- _WHAT YOU HAVE TO DO_
Extract the complete listing and output it unchanged.

_____

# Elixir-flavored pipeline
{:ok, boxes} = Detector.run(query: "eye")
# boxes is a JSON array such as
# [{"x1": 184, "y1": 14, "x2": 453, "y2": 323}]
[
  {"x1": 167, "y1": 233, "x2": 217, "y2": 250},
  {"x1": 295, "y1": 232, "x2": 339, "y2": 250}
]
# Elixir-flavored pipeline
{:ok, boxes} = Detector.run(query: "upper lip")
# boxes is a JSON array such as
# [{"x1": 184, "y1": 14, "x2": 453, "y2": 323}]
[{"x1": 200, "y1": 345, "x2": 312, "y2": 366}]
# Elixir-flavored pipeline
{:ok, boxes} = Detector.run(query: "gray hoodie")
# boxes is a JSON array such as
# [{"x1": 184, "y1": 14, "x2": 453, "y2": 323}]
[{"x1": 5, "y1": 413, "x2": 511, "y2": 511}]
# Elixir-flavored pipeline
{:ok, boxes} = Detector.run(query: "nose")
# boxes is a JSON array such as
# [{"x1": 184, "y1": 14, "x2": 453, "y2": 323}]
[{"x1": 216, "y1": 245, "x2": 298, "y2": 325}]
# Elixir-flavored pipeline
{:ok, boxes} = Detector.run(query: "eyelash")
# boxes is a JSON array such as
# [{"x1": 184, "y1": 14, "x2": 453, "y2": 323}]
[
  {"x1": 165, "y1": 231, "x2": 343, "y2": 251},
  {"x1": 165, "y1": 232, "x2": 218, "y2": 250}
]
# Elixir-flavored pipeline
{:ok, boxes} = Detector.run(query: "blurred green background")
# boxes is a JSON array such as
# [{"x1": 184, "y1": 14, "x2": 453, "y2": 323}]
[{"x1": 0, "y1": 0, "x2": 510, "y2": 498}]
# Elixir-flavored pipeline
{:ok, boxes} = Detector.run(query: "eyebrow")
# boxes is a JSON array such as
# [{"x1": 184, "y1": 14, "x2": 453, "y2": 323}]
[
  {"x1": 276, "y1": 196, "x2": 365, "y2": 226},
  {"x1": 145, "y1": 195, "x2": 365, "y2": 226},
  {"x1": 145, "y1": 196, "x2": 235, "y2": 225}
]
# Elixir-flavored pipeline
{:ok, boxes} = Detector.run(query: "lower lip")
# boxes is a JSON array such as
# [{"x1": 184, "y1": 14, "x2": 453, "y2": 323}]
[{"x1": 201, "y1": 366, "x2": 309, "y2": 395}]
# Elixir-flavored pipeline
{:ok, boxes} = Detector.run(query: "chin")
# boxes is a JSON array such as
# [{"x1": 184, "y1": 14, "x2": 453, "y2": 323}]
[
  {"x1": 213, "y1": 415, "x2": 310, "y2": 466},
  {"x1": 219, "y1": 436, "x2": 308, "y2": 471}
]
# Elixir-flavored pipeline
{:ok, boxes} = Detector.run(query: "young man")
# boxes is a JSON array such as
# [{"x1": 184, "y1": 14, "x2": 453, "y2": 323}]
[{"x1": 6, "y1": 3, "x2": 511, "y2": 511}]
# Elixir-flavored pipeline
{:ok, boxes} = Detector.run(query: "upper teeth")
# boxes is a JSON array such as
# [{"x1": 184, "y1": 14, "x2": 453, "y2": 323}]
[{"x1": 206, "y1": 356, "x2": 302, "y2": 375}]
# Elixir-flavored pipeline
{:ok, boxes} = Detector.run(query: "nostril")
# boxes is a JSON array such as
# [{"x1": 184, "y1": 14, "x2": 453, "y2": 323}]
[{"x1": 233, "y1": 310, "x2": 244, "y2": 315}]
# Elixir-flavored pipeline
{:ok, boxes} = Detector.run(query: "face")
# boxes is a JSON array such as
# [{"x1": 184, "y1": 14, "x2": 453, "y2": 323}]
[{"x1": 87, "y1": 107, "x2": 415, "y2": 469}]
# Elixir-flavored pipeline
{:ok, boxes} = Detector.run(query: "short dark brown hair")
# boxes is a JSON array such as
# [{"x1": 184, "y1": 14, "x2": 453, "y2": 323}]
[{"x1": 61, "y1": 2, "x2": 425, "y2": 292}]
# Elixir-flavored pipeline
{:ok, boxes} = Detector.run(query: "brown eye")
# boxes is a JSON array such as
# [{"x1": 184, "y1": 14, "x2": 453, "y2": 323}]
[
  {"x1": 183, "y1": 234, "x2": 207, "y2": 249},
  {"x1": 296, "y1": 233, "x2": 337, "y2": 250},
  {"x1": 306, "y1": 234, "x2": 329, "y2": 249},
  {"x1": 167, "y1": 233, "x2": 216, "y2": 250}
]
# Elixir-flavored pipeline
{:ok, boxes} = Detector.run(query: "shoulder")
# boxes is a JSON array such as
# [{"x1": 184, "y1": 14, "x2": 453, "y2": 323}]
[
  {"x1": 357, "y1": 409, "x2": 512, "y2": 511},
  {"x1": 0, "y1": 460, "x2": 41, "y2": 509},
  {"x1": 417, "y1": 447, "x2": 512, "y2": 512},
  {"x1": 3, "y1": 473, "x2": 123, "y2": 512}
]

_____

- _YOUR RESPONSE_
# Elixir-flavored pipeline
{:ok, boxes} = Detector.run(query: "eye")
# boxes is a JSON array such as
# [{"x1": 184, "y1": 14, "x2": 453, "y2": 323}]
[
  {"x1": 167, "y1": 233, "x2": 217, "y2": 250},
  {"x1": 295, "y1": 232, "x2": 339, "y2": 250}
]
# Elixir-flavored pipeline
{:ok, boxes} = Detector.run(query: "upper lip")
# boxes is a JSON array such as
# [{"x1": 184, "y1": 14, "x2": 453, "y2": 323}]
[{"x1": 200, "y1": 345, "x2": 312, "y2": 366}]
# Elixir-flavored pipeline
{:ok, boxes} = Detector.run(query: "gray hoodie")
# boxes is a JSON array such as
# [{"x1": 184, "y1": 14, "x2": 453, "y2": 323}]
[{"x1": 5, "y1": 413, "x2": 511, "y2": 511}]
# Elixir-flavored pipeline
{:ok, boxes} = Detector.run(query: "nose")
# boxes is a JSON array such as
# [{"x1": 184, "y1": 14, "x2": 453, "y2": 323}]
[{"x1": 216, "y1": 245, "x2": 298, "y2": 325}]
# Elixir-flavored pipeline
{:ok, boxes} = Detector.run(query: "eyelash")
# boxes is a JSON array such as
# [{"x1": 184, "y1": 14, "x2": 453, "y2": 323}]
[
  {"x1": 165, "y1": 231, "x2": 343, "y2": 251},
  {"x1": 165, "y1": 232, "x2": 218, "y2": 250}
]
# Elixir-flavored pipeline
{:ok, boxes} = Detector.run(query: "blurred green background")
# boxes is a JSON array such as
# [{"x1": 184, "y1": 14, "x2": 453, "y2": 323}]
[{"x1": 0, "y1": 0, "x2": 510, "y2": 498}]
# Elixir-flavored pipeline
{:ok, boxes} = Detector.run(query: "eyebrow")
# boxes is a JSON array such as
# [{"x1": 184, "y1": 14, "x2": 453, "y2": 323}]
[
  {"x1": 276, "y1": 196, "x2": 365, "y2": 226},
  {"x1": 145, "y1": 195, "x2": 365, "y2": 226},
  {"x1": 145, "y1": 196, "x2": 235, "y2": 225}
]
# Elixir-flavored pipeline
{:ok, boxes} = Detector.run(query: "lower lip")
# boxes is a JSON array such as
# [{"x1": 184, "y1": 14, "x2": 453, "y2": 323}]
[{"x1": 201, "y1": 366, "x2": 309, "y2": 395}]
# Elixir-flavored pipeline
{:ok, boxes} = Detector.run(query: "chin")
# boxes is a JSON array such as
# [{"x1": 184, "y1": 14, "x2": 453, "y2": 323}]
[
  {"x1": 213, "y1": 415, "x2": 310, "y2": 466},
  {"x1": 219, "y1": 436, "x2": 308, "y2": 471}
]
# Elixir-flavored pipeline
{:ok, boxes} = Detector.run(query: "young man")
# boxes is a JSON array such as
# [{"x1": 184, "y1": 14, "x2": 453, "y2": 323}]
[{"x1": 6, "y1": 3, "x2": 511, "y2": 511}]
# Elixir-flavored pipeline
{:ok, boxes} = Detector.run(query: "upper teeth")
# boxes is a JSON array such as
# [{"x1": 184, "y1": 14, "x2": 453, "y2": 323}]
[{"x1": 206, "y1": 356, "x2": 302, "y2": 375}]
# Elixir-flavored pipeline
{:ok, boxes} = Detector.run(query: "nostril")
# boxes is a JSON array such as
# [{"x1": 184, "y1": 14, "x2": 453, "y2": 323}]
[{"x1": 233, "y1": 310, "x2": 244, "y2": 315}]
# Elixir-flavored pipeline
{:ok, boxes} = Detector.run(query: "face")
# boxes is a JSON array such as
# [{"x1": 184, "y1": 14, "x2": 453, "y2": 323}]
[{"x1": 87, "y1": 107, "x2": 415, "y2": 469}]
# Elixir-flavored pipeline
{:ok, boxes} = Detector.run(query: "short dark brown hair")
# boxes is a JSON array such as
# [{"x1": 184, "y1": 14, "x2": 453, "y2": 323}]
[{"x1": 61, "y1": 2, "x2": 425, "y2": 292}]
# Elixir-flavored pipeline
{:ok, boxes} = Detector.run(query: "brown eye")
# boxes is a JSON array such as
# [{"x1": 184, "y1": 14, "x2": 453, "y2": 323}]
[
  {"x1": 183, "y1": 234, "x2": 207, "y2": 249},
  {"x1": 296, "y1": 233, "x2": 337, "y2": 250},
  {"x1": 306, "y1": 234, "x2": 329, "y2": 249},
  {"x1": 167, "y1": 233, "x2": 216, "y2": 250}
]
# Elixir-flavored pipeline
{:ok, boxes} = Detector.run(query: "shoulder")
# boxes is a JSON array such as
# [{"x1": 184, "y1": 14, "x2": 453, "y2": 323}]
[
  {"x1": 357, "y1": 409, "x2": 512, "y2": 511},
  {"x1": 0, "y1": 460, "x2": 41, "y2": 509},
  {"x1": 417, "y1": 447, "x2": 512, "y2": 512},
  {"x1": 3, "y1": 473, "x2": 123, "y2": 512}
]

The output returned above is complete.